── ENTRIES ──
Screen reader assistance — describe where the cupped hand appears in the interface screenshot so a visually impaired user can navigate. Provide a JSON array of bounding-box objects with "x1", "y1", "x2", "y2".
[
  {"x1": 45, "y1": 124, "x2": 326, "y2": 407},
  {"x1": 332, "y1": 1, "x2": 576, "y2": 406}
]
───
Change "cupped hand" to "open palm" throughout the entries above, and leave every other word as it is.

Screen reader assistance — describe where the open palm appears in the interface screenshot so a visually impaired user can navigate. Provide a JSON array of bounding-box objects with "x1", "y1", "x2", "y2".
[
  {"x1": 45, "y1": 124, "x2": 326, "y2": 407},
  {"x1": 332, "y1": 1, "x2": 576, "y2": 406}
]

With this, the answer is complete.